▸ Texto selecionado
....

Ensinou-me a arranjar problemas, vá.
O país é feito de quê?
Porque
no caso da frase de Montenegro, há uma noção claríssima e de altíssimo
grau de abstracção relativamente à ideia de país, o que poderia ser
muito interessante, porque nada como a evolução do pensamento para me
deixar feliz, só que não, porque o país de Montenegro não se faz de
pessoas, certamente. É um país frio.
E por muito terrível que
isto possa parecer, esta era a frase por que todos esperávamos, a
assunção pública de que as pessoas, em Portugal, estão em último lugar
na ideia de país que se tem vindo a praticar. Só faltava a redundância, a
afirmação pública, a constatação do que já sabíamos.

....

(Entradas de um conjunto de dados)
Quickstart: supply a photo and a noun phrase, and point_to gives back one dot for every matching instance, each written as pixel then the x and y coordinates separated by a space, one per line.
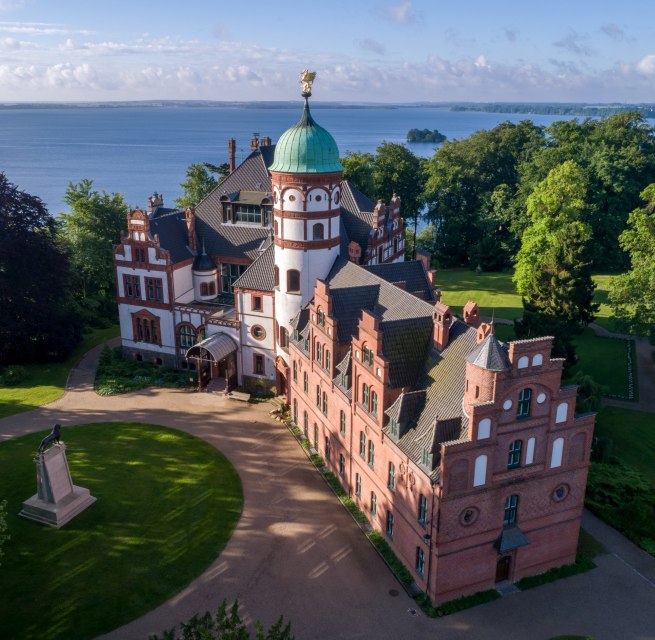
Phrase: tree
pixel 198 184
pixel 90 229
pixel 358 170
pixel 37 320
pixel 553 272
pixel 632 294
pixel 397 170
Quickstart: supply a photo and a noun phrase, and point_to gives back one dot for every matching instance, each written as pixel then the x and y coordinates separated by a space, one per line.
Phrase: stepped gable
pixel 259 275
pixel 436 416
pixel 405 321
pixel 490 354
pixel 357 214
pixel 412 273
pixel 170 226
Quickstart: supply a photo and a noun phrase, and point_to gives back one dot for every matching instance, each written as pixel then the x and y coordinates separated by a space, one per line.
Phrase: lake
pixel 137 150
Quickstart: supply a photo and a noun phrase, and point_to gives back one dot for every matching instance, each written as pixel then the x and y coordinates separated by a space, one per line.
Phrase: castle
pixel 463 451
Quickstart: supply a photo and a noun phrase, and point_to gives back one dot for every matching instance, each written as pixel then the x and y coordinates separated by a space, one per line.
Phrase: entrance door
pixel 502 568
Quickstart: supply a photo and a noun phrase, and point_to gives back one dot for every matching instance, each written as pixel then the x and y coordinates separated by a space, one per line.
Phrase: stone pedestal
pixel 57 500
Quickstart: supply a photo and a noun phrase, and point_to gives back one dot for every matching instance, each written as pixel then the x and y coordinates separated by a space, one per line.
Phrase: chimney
pixel 232 152
pixel 191 228
pixel 472 314
pixel 442 318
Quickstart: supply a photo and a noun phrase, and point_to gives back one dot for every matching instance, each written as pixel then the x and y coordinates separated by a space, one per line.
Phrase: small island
pixel 425 135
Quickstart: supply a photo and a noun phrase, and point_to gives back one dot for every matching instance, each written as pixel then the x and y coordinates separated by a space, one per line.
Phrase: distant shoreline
pixel 542 108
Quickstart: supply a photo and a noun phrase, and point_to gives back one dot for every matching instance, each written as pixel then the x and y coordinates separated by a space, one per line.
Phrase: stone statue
pixel 53 436
pixel 306 79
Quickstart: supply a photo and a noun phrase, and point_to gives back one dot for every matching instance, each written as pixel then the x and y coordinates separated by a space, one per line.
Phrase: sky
pixel 362 50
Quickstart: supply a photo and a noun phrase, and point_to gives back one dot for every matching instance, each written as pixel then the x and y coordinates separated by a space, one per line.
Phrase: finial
pixel 306 79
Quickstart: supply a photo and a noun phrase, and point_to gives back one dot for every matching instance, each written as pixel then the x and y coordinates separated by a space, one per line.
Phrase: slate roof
pixel 170 225
pixel 405 321
pixel 432 412
pixel 259 275
pixel 412 273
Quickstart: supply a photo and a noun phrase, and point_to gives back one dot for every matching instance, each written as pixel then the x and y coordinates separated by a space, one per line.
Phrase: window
pixel 317 231
pixel 132 287
pixel 422 510
pixel 390 524
pixel 391 483
pixel 293 281
pixel 514 459
pixel 229 273
pixel 186 336
pixel 525 398
pixel 374 403
pixel 420 561
pixel 511 505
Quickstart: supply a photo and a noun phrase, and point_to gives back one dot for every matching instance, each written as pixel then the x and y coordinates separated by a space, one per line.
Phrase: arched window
pixel 514 459
pixel 374 403
pixel 186 336
pixel 525 399
pixel 293 280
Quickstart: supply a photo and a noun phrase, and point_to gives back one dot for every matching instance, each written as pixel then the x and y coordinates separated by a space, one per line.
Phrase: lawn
pixel 167 504
pixel 633 437
pixel 46 382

....

▸ Instrução
Prossiga o texto sobre a ideia de país na frase de Montenegro a partir do ponto em que termina. Não é preciso recorrer às entradas.

▸ Resultado da tarefa
É o chamado fugir a boca para a verdade.
No
entanto, há uma linearidade ideológica no seio do PSD, e isso é de
louvar, a concordância. Se já o nosso primeiro nos sugeriu a emigração e
insistimos ficar, se o país está péssimo e continuamos cá, a culpa é
inteiramente do povo que não concorda com o actual Governo, mas insiste
ficar. Porque o país não é para, nem das pessoas. O país é de quem manda
nele. E para esses, está muito bem.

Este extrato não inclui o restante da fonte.